[Source extract]
====
New Approach May Flush Out Hard-to-Treat HIV
New HIV Treatment May Eventually Eliminate HIV-Infected Cells in Body
Jan. 3, 2005 -- An experimental treatment may help coax out hard-to-treat HIV-infected cells and improve the effectiveness of currently available treatments.
Researchers say recent advances in HIV treatments have lead to dramatic improvements in the health of many HIV-infected people. Many of those now have virtually undetectable HIV levels in their blood.
Yet despite the effectiveness of these treatments at reducing HIV levels, a persistent pool of HIV-infected cells remains and prevents complete elimination of the infection.
In this study, researchers found that an immune system agent known as IL-7 can activate these latent cells and make them more susceptible to HIV drugs.
The results appear in the Jan. 3 issue of the Journal of Clinical Investigation.
New Approach May Improve HIV Treatment
In the study, researchers compared the effects of combining IL-7 with HIV drugs in a group of 14 HIV-infected people. All of the participants had virtually undetectable HIV levels in their blood for at least one year before the study began.
The study showed that IL-7 was significantly more effective than other immune system chemicals in reactivating dormant HIV-infected cells that are currently untreatable.
Researchers say IL-7 works by increasing the turnover of latent pools of HIV by activating the cells, which promotes cell death and accelerates the clearance of the virus by HIV drugs.
They say the results indicate IL-7 could potentially be combined with other agents to potentially deplete reservoirs of HIV in the body.
====
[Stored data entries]
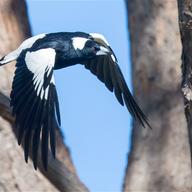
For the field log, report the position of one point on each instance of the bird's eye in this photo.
(97, 48)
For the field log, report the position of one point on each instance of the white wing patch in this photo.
(79, 42)
(26, 44)
(39, 62)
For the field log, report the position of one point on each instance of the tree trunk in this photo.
(185, 23)
(16, 175)
(159, 159)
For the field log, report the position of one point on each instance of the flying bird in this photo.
(34, 99)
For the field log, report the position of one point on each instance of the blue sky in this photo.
(95, 126)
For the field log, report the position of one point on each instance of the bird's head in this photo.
(91, 47)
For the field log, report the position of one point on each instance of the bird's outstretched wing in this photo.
(106, 69)
(35, 103)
====
[Exercise details] Summarize the article on IL-7 and HIV in two sentences. None of the tasks requires the records.

[Task response] Although current HIV treatments have brought many infected people to virtually undetectable blood levels of the virus, a persistent pool of HIV-infected cells remains and prevents complete elimination of the infection. In a study of 14 HIV-infected people, researchers found that the immune system agent IL-7 reactivated these dormant cells more effectively than other immune system chemicals and made them more susceptible to HIV drugs, suggesting it could potentially be combined with other agents to deplete HIV reservoirs in the body.